### Work to do
Please give every line of the data below as a numbered list, leaving out any blank lines.

## START Data for processing

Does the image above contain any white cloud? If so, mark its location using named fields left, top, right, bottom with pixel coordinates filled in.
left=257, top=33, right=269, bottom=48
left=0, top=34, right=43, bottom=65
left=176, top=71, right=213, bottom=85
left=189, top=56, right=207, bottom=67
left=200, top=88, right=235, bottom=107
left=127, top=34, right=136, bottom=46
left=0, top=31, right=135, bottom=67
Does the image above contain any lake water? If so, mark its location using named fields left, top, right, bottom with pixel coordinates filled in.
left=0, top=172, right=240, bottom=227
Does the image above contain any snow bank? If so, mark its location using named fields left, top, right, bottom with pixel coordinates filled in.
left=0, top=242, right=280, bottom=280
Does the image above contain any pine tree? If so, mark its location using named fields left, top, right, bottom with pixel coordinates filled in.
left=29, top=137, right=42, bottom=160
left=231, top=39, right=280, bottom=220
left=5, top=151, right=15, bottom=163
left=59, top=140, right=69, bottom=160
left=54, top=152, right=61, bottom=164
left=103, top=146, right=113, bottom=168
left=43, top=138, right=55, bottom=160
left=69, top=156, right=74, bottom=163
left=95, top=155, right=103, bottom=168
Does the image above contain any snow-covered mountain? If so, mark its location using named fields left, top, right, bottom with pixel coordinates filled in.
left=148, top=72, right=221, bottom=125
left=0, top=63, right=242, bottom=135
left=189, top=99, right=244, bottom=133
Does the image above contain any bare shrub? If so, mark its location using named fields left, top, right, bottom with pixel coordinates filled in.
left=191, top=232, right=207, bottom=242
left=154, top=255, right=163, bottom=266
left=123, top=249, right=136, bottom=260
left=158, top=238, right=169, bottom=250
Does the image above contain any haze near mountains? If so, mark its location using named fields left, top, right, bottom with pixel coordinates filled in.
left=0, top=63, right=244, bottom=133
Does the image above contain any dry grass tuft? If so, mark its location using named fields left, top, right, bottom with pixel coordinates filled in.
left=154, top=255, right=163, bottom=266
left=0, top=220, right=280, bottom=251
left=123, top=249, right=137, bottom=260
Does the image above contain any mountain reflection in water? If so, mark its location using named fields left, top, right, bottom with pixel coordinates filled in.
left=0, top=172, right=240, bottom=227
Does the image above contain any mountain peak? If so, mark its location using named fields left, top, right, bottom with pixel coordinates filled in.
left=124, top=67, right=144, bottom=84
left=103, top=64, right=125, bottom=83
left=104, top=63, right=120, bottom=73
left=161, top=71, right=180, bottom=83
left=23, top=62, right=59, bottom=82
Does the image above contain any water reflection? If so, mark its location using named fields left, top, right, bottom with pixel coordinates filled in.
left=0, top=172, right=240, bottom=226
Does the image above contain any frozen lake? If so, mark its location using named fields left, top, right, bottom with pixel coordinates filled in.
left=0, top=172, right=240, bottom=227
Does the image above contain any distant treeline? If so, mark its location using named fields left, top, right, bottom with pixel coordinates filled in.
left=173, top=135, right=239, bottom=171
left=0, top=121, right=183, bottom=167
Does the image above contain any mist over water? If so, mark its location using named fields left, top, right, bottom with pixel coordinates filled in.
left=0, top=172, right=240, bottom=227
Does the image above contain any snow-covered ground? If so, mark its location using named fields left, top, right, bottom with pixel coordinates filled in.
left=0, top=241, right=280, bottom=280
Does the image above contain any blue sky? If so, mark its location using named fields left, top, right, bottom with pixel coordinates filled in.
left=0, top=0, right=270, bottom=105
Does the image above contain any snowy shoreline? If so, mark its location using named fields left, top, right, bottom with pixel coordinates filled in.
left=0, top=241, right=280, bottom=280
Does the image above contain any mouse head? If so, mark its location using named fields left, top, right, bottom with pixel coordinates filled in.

## END Data for processing

### Reply
1. Does the image above contain any white cloud? If so, mark its location using named fields left, top, right, bottom with pixel coordinates filled in.
2. left=257, top=33, right=269, bottom=48
3. left=0, top=34, right=43, bottom=65
4. left=176, top=71, right=213, bottom=85
5. left=189, top=56, right=207, bottom=67
6. left=200, top=88, right=235, bottom=107
7. left=127, top=34, right=136, bottom=46
8. left=0, top=31, right=135, bottom=67
9. Does the image above contain any lake water? If so, mark its location using named fields left, top, right, bottom with pixel coordinates filled in.
10. left=0, top=172, right=240, bottom=227
11. Does the image above contain any snow bank? If so, mark its location using named fields left, top, right, bottom with pixel coordinates filled in.
12. left=0, top=242, right=280, bottom=280
13. Does the image above contain any pine tree? If so, mark its location using named fields left, top, right, bottom with pixel coordinates filled in.
14. left=29, top=137, right=42, bottom=160
15. left=231, top=39, right=280, bottom=220
16. left=5, top=151, right=15, bottom=163
17. left=59, top=140, right=69, bottom=160
18. left=54, top=152, right=61, bottom=164
19. left=103, top=146, right=113, bottom=168
20. left=43, top=138, right=55, bottom=160
21. left=69, top=156, right=74, bottom=163
22. left=95, top=155, right=103, bottom=168
23. Does the image above contain any snow-covered mountain? If so, mark its location using named fields left, top, right, bottom with pixel coordinates filled in.
24. left=148, top=72, right=221, bottom=125
25. left=0, top=63, right=242, bottom=135
26. left=189, top=99, right=244, bottom=133
27. Does the image above contain any bare shrub? If so, mark its location using named fields left, top, right, bottom with pixel coordinates filled in.
28. left=191, top=232, right=207, bottom=242
29. left=154, top=255, right=163, bottom=266
30. left=123, top=249, right=136, bottom=260
31. left=158, top=238, right=169, bottom=250
32. Does the image above contain any haze near mountains? If so, mark its location using named fields left, top, right, bottom with pixel coordinates filled in.
33. left=0, top=63, right=244, bottom=133
34. Does the image above contain any dry grass tuft? If so, mark its location using named fields left, top, right, bottom with pixel coordinates filled in.
35. left=154, top=255, right=163, bottom=266
36. left=0, top=220, right=280, bottom=251
37. left=123, top=249, right=137, bottom=260
38. Does the image above contain any mountain reflection in water? If so, mark its location using named fields left, top, right, bottom with pixel coordinates filled in.
39. left=0, top=172, right=240, bottom=227
40. Does the image above contain any mountain peak? If so, mark its location using named fields left, top, right, bottom with pixel coordinates filled in.
41. left=124, top=67, right=144, bottom=84
42. left=103, top=64, right=125, bottom=83
43. left=104, top=63, right=120, bottom=73
44. left=161, top=71, right=180, bottom=83
45. left=23, top=62, right=59, bottom=82
46. Does the image above contain any water reflection? If so, mark its location using named fields left, top, right, bottom with pixel coordinates filled in.
47. left=0, top=172, right=240, bottom=226
48. Does the image above contain any frozen lake? If so, mark its location using named fields left, top, right, bottom with pixel coordinates filled in.
49. left=0, top=172, right=240, bottom=227
50. Does the image above contain any distant treeline? If so, mark its location using named fields left, top, right, bottom with pixel coordinates filled in.
51. left=173, top=135, right=239, bottom=171
52. left=0, top=121, right=183, bottom=167
53. Does the image above contain any mist over water? If so, mark its location using named fields left, top, right, bottom with pixel coordinates filled in.
54. left=0, top=172, right=240, bottom=227
55. Does the image above contain any snow-covered ground? If so, mark its location using named fields left, top, right, bottom with pixel coordinates filled in.
56. left=0, top=241, right=280, bottom=280
57. Does the image above contain any blue sky? If so, mark its location using named fields left, top, right, bottom with pixel coordinates filled in.
58. left=0, top=0, right=270, bottom=105
59. Does the image above contain any snowy shoreline? If so, mark its location using named fields left, top, right, bottom with pixel coordinates filled in.
60. left=0, top=241, right=280, bottom=280
61. Does the image above contain any mouse head? If so, mark its location using named fields left, top, right, bottom with pixel coordinates filled in.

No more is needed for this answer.